#### [INFORMATION SUPPLIED]
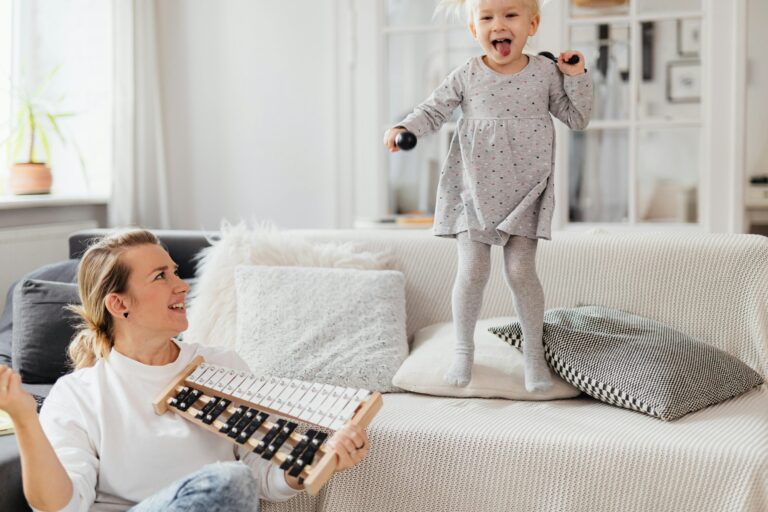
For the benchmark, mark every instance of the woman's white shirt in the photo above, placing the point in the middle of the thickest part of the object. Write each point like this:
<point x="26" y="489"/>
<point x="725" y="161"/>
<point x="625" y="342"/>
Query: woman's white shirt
<point x="114" y="447"/>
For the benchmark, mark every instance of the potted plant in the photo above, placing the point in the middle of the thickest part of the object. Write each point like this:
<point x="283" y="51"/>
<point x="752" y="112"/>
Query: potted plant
<point x="28" y="144"/>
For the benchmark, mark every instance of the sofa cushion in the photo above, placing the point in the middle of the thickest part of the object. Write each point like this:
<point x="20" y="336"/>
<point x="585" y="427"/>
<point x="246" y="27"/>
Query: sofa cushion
<point x="62" y="271"/>
<point x="213" y="303"/>
<point x="337" y="326"/>
<point x="497" y="371"/>
<point x="635" y="362"/>
<point x="42" y="329"/>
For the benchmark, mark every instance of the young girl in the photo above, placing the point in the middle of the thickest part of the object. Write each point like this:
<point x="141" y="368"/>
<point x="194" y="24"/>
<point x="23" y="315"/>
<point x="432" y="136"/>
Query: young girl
<point x="496" y="185"/>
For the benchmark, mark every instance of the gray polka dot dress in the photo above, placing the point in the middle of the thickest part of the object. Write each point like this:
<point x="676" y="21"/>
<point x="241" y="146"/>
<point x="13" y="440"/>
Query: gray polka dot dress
<point x="497" y="180"/>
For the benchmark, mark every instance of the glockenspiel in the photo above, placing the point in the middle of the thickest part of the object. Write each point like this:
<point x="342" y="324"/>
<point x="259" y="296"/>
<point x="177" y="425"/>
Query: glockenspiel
<point x="263" y="413"/>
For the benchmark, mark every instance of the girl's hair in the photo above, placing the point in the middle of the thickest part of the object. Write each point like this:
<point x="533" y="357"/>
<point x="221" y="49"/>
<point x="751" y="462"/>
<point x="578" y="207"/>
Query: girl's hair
<point x="467" y="8"/>
<point x="101" y="272"/>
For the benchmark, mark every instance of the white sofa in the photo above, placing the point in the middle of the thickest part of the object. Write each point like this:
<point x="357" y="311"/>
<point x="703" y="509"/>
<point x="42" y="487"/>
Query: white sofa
<point x="449" y="454"/>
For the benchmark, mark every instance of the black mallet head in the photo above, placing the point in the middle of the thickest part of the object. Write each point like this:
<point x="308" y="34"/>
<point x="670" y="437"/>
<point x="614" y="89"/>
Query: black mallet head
<point x="573" y="60"/>
<point x="405" y="141"/>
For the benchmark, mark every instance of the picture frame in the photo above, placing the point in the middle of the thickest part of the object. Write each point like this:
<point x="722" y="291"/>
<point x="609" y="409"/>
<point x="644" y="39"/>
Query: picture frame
<point x="688" y="37"/>
<point x="684" y="81"/>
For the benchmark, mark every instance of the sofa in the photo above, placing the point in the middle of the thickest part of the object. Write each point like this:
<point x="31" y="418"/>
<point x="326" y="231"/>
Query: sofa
<point x="473" y="454"/>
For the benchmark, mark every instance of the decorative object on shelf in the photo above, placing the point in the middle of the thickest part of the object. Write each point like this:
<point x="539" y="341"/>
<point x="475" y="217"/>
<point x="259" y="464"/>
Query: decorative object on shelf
<point x="37" y="119"/>
<point x="688" y="37"/>
<point x="598" y="3"/>
<point x="684" y="81"/>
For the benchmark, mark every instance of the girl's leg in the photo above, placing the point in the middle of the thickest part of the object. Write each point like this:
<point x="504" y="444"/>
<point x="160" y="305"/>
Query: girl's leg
<point x="219" y="487"/>
<point x="472" y="275"/>
<point x="528" y="295"/>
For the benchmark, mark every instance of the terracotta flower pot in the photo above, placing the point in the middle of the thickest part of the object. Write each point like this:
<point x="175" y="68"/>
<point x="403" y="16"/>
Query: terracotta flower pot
<point x="30" y="178"/>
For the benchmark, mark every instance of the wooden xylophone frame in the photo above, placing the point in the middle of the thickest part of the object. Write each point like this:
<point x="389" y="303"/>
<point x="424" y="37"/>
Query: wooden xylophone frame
<point x="314" y="475"/>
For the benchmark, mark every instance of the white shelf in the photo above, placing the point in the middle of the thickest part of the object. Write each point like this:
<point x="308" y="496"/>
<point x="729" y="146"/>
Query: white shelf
<point x="626" y="18"/>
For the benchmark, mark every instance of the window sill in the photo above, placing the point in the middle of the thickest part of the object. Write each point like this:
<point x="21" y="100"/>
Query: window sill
<point x="49" y="200"/>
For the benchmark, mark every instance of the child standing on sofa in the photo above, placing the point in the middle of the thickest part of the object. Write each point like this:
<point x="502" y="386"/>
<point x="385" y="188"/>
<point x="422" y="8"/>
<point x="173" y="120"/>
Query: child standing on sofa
<point x="496" y="186"/>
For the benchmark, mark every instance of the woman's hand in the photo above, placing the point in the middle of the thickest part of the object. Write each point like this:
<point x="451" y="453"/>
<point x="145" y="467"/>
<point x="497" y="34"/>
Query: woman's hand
<point x="571" y="69"/>
<point x="15" y="401"/>
<point x="351" y="444"/>
<point x="390" y="136"/>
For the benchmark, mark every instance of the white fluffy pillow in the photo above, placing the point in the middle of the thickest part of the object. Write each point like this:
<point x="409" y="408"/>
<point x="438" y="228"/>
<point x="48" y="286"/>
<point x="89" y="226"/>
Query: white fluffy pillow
<point x="344" y="327"/>
<point x="497" y="372"/>
<point x="213" y="309"/>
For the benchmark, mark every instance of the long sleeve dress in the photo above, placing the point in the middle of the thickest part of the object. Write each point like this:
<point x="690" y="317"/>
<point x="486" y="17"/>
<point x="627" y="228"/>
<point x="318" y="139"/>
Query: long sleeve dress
<point x="496" y="181"/>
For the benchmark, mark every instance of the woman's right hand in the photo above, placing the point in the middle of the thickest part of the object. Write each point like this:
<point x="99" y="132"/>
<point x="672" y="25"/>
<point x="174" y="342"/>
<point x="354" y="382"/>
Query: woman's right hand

#### [SET EXERCISE]
Quote every record above exactly, omitting any pictures they contain.

#### [THE ANSWER]
For the benchmark, mark every instance of the woman's white shirt in the photo above, placing the point in the middle of the thickest part of the object. Write each point like this:
<point x="26" y="489"/>
<point x="725" y="161"/>
<point x="625" y="342"/>
Query: woman's white shirt
<point x="114" y="447"/>
For the benchmark, mark every instance of the potted plant in the photo above, placing the point in the middle of the thickest part of the object. Write each point like this:
<point x="283" y="51"/>
<point x="752" y="112"/>
Query: potted plant
<point x="28" y="144"/>
For the benchmark, mark every instance of the sofa cushion in the photo above, placing the point in the middle of the thickest part of the object. Write each point like this:
<point x="20" y="336"/>
<point x="585" y="427"/>
<point x="246" y="27"/>
Query: sofa cushion
<point x="62" y="271"/>
<point x="213" y="303"/>
<point x="337" y="326"/>
<point x="497" y="371"/>
<point x="635" y="362"/>
<point x="42" y="329"/>
For the benchmark, mark every instance of the young girl in the photo above, placing the point in the middle of the thickest part of the object. Write each point like this:
<point x="141" y="368"/>
<point x="194" y="24"/>
<point x="23" y="315"/>
<point x="432" y="136"/>
Query: young girl
<point x="496" y="185"/>
For the benchmark, mark every instance of the gray polka dot dress in the photo above, placing the point in the middle of the thickest part of the object. Write each point like this:
<point x="676" y="21"/>
<point x="241" y="146"/>
<point x="13" y="440"/>
Query: gray polka dot dress
<point x="497" y="180"/>
For the benchmark, mark every instance of the glockenspiel in the photo above, placing the point in the middle of the thickest part of the object. Write each point like this:
<point x="342" y="324"/>
<point x="259" y="296"/>
<point x="177" y="425"/>
Query: glockenspiel
<point x="263" y="413"/>
For the benchmark, mark every instance of the girl's hair in the photo above, placing the point in the middle of the thickest part of the object. Write each point like this:
<point x="533" y="357"/>
<point x="221" y="49"/>
<point x="751" y="462"/>
<point x="578" y="207"/>
Query: girl's hair
<point x="467" y="8"/>
<point x="101" y="272"/>
For the benchmark, mark every instance of the white sofa in the photo above, placing the point in the middle of the thickest part of the object. Write each point like this:
<point x="357" y="311"/>
<point x="703" y="509"/>
<point x="42" y="487"/>
Query: white sofa
<point x="449" y="454"/>
For the benchmark, mark every instance of the black mallet head in the photo above, placing the point in the middle of the thickest part of the object. Write each point like this:
<point x="308" y="34"/>
<point x="670" y="437"/>
<point x="614" y="89"/>
Query: black mallet head
<point x="573" y="60"/>
<point x="405" y="141"/>
For the benchmark, mark every instance of the picture frame in the photo above, placing the point in the middle of the thickest part of the object. Write each point like this:
<point x="722" y="291"/>
<point x="609" y="409"/>
<point x="644" y="39"/>
Query: picture frame
<point x="688" y="37"/>
<point x="684" y="81"/>
For the benchmark, mark every instance of the sofa in the photo above, placing the point in the middle of the thickest part of the object. Write each point like this:
<point x="31" y="418"/>
<point x="326" y="231"/>
Query: sofa
<point x="473" y="454"/>
For the benchmark, mark every instance of the decorative object on shelf in the photo above, placing the point in the middle of the thickest part of the object. Write each point like this:
<point x="539" y="341"/>
<point x="475" y="217"/>
<point x="259" y="464"/>
Query: decorative object on shelf
<point x="37" y="119"/>
<point x="688" y="37"/>
<point x="598" y="3"/>
<point x="684" y="81"/>
For the benchmark, mark every instance of the girl's leg in the photo above, placing the point in the middle of the thickest part of the object. Write each point like this:
<point x="504" y="444"/>
<point x="160" y="305"/>
Query: girl's leg
<point x="219" y="487"/>
<point x="472" y="275"/>
<point x="528" y="295"/>
For the benchmark, mark every instance of the terracotta flower pot in the photo above, placing the point in the middle of the thickest part of the object. Write each point like this:
<point x="175" y="68"/>
<point x="403" y="16"/>
Query: terracotta flower pot
<point x="30" y="178"/>
For the benchmark, mark every instance of the wooden xylophone frame in the photo above, placing the point in the middle of the thickest part of the object. Write each point like this:
<point x="389" y="303"/>
<point x="424" y="37"/>
Query: wooden xylophone frame
<point x="314" y="475"/>
For the benchmark, mark every instance of the white shelf in the photo above, placing the point in the middle of the thickest part of the object. Write each point like this:
<point x="308" y="496"/>
<point x="729" y="146"/>
Query: white shelf
<point x="626" y="18"/>
For the benchmark, mark every instance of the window sill in the photo above, placing the point in the middle of the thickest part of the object. Write each point like this:
<point x="21" y="100"/>
Query: window sill
<point x="49" y="200"/>
For the benchmark, mark every instance of the child standing on sofa in the photo above, placing the point in the middle of the thickest part of the object. Write each point like this:
<point x="502" y="386"/>
<point x="385" y="188"/>
<point x="422" y="8"/>
<point x="173" y="120"/>
Query: child standing on sofa
<point x="496" y="186"/>
For the benchmark, mark every instance of the woman's hand in the photo above, placing the point in the middle of the thickest part of the object. Write each point like this:
<point x="451" y="453"/>
<point x="145" y="467"/>
<point x="497" y="34"/>
Query: woman's hand
<point x="571" y="69"/>
<point x="15" y="401"/>
<point x="351" y="444"/>
<point x="390" y="136"/>
For the benchmark, mark every instance of the white fluffy pillow in the photo above, placing the point in the middle of the thickest part of the object. Write each point like this:
<point x="409" y="408"/>
<point x="438" y="228"/>
<point x="48" y="286"/>
<point x="89" y="226"/>
Query: white fluffy pillow
<point x="344" y="327"/>
<point x="497" y="372"/>
<point x="213" y="309"/>
For the benchmark, mark every instance of the long sleeve dress in the photo above, placing the point in the middle of the thickest part of the object. Write each point like this:
<point x="690" y="317"/>
<point x="486" y="17"/>
<point x="627" y="228"/>
<point x="318" y="139"/>
Query: long sleeve dress
<point x="496" y="181"/>
For the benchmark, mark every instance of the woman's right hand in the photo above, placing the point in the middle of the thickest part of the object. Write each point like this:
<point x="99" y="132"/>
<point x="672" y="25"/>
<point x="174" y="342"/>
<point x="354" y="382"/>
Query: woman's right hand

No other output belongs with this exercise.